Copy the data line for line, from the beginning through the line that contains "the **greenery along canal**". Leave the pictures out of your copy.

Records from a collection
:::

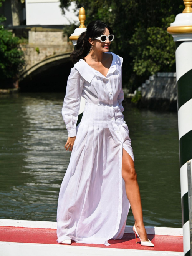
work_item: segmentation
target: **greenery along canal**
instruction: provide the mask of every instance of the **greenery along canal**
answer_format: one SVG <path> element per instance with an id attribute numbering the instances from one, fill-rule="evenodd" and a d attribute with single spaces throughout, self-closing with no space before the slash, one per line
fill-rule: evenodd
<path id="1" fill-rule="evenodd" d="M 0 218 L 56 221 L 71 153 L 64 148 L 64 96 L 0 98 Z M 145 225 L 182 228 L 177 113 L 125 108 Z M 130 209 L 127 224 L 134 224 Z"/>

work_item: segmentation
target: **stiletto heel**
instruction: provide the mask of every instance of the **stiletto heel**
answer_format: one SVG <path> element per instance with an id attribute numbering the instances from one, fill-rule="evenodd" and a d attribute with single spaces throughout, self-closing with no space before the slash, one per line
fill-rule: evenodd
<path id="1" fill-rule="evenodd" d="M 134 233 L 135 233 L 135 239 L 136 239 L 136 244 L 137 244 L 137 239 L 136 238 L 136 234 L 137 234 L 137 236 L 139 237 L 139 238 L 140 239 L 141 244 L 141 245 L 142 245 L 143 246 L 154 246 L 154 244 L 152 243 L 151 243 L 151 242 L 150 241 L 150 240 L 149 239 L 148 239 L 149 241 L 142 241 L 141 240 L 140 237 L 139 235 L 139 234 L 138 234 L 138 233 L 137 233 L 137 230 L 136 230 L 136 229 L 135 228 L 135 226 L 134 225 L 134 229 L 135 230 L 135 232 L 134 231 L 134 231 Z"/>
<path id="2" fill-rule="evenodd" d="M 136 241 L 136 243 L 137 244 L 137 235 L 135 233 L 135 241 Z"/>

:::

▶ [Result of the exercise]:
work_item: segmentation
target: **greenery along canal**
instruction: provide the mask of every instance of the **greenery along canal**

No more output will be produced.